### FRAGMENTO CITADO
---*---
Pero ustedes los artistas contemporáneos son como los dj´s, toman un poquito de acá otro poquito de allá y arman fórmulas nuevas e inesperadas sin pedirle permiso a nadie.

Destrucción total

 

I

La reseña que escribí sobre Vikinga Criolla de Lila Siegrist finalizaba –parafraseando a Nietzsche–: Yo no soy una mujer. Soy dinamita.

Y unas líneas más atrás: “Pero no, eso era antes, ‘todo, todo antes’. Antes de que Dios fuera asesinado, antes de que el desierto creciera hasta hacerse inconcebible, antes del hundimiento de Europa, del desastre, de la destrucción total.”

¿Premonición? ¿Profecía?

No.

La escritora, en mayo de 2014, me comentó: “Me están por publicar una novela” “¿Cómo se llama?” “Destrucción total”. Y desde ese instante el título produjo un efecto residual inconmovible, de la misma forma que una frase de Nietzsche permanece en mí desde el año 2005: El desierto está creciendo.
---*---
### DATOS PROPORCIONADOS

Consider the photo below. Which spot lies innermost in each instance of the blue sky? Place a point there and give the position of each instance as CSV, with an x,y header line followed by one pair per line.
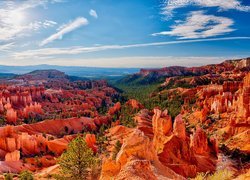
x,y
123,33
---*---
### TAREA 1
Traduce al inglés esta oración del fragmento citado: "Pero ustedes los artistas contemporáneos son como los dj´s, toman un poquito de acá otro poquito de allá y arman fórmulas nuevas e inesperadas sin pedirle permiso a nadie."
### TAREA 2
Cita del fragmento citado el tramo que empieza en "La reseña que" y termina en "desierto está creciendo.".

### RESPUESTA 1
But you contemporary artists are like DJs: you take a little bit from here, another little bit from there, and put together new and unexpected formulas without asking anyone's permission.

### RESPUESTA 2
La reseña que escribí sobre Vikinga Criolla de Lila Siegrist finalizaba –parafraseando a Nietzsche–: Yo no soy una mujer. Soy dinamita.

Y unas líneas más atrás: “Pero no, eso era antes, ‘todo, todo antes’. Antes de que Dios fuera asesinado, antes de que el desierto creciera hasta hacerse inconcebible, antes del hundimiento de Europa, del desastre, de la destrucción total.”

¿Premonición? ¿Profecía?

No.

La escritora, en mayo de 2014, me comentó: “Me están por publicar una novela” “¿Cómo se llama?” “Destrucción total”. Y desde ese instante el título produjo un efecto residual inconmovible, de la misma forma que una frase de Nietzsche permanece en mí desde el año 2005: El desierto está creciendo.